EXERCISE =>
Pick out and copy each line of the listing below that contains the word "bounding" with matching case.

RECORDS SHOWN =>

(begin)

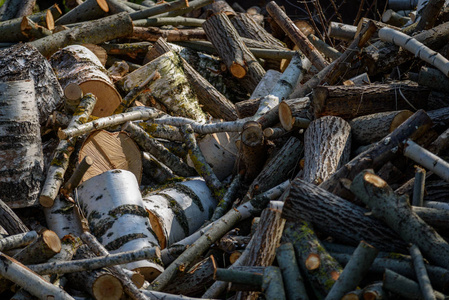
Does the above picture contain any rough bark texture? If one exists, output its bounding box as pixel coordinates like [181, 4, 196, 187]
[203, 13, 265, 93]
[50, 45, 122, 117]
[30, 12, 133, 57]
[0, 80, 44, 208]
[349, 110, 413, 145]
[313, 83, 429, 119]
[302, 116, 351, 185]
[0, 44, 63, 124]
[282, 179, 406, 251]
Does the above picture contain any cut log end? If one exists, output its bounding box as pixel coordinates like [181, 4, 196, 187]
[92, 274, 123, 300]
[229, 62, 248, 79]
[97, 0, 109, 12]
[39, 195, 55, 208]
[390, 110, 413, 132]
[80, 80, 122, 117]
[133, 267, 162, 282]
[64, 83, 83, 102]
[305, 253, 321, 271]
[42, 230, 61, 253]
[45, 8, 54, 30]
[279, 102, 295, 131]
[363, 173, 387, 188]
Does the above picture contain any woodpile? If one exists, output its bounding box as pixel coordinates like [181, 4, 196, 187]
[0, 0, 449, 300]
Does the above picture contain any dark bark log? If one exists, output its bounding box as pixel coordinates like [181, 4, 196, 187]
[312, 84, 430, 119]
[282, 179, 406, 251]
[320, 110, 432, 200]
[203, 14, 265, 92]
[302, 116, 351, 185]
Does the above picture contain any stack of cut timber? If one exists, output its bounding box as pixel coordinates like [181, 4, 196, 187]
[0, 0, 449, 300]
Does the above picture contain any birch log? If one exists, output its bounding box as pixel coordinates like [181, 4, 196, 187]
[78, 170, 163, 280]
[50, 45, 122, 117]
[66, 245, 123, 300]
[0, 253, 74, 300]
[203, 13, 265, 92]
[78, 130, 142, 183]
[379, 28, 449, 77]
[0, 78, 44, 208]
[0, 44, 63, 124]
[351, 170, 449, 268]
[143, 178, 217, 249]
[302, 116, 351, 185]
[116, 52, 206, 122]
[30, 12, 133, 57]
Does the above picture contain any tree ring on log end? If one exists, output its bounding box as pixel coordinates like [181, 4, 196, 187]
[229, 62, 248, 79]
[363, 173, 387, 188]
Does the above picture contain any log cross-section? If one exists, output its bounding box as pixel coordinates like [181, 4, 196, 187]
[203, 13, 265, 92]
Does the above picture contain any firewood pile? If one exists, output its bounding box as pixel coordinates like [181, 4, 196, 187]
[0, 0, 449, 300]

(end)

TASK OUTPUT =>
Does the above picture contain any rough bark texture? If one exists, output its bounding box as pixel coordinates like [181, 4, 196, 187]
Does the above picture contain any cut log end? If one exists, output its bounding box as pixel coordinates like [181, 4, 196, 187]
Does the above picture contain any woodpile? If one exists, output its bounding box as pixel coordinates like [181, 4, 196, 187]
Does the above picture contain any dark bark log? If one exists, output its bounding box as pixel coordinates like [181, 4, 196, 187]
Does the above picture contain any stack of cut timber? If one exists, output its bounding box as pixel coordinates like [181, 4, 196, 187]
Does the above picture contain any birch log? If one exists, output its bounding box as pixel coordinates like [181, 4, 196, 187]
Does the above picture contain any tree ring on log end? If one exists, output its bounding box as pixel coordinates like [181, 4, 196, 187]
Does the above picture contain any log cross-section? If one exists, output its bounding box as pixel coordinates like [181, 4, 196, 187]
Does the above picture contain any firewood pile? If one exists, output its bounding box as pixel coordinates like [181, 4, 196, 187]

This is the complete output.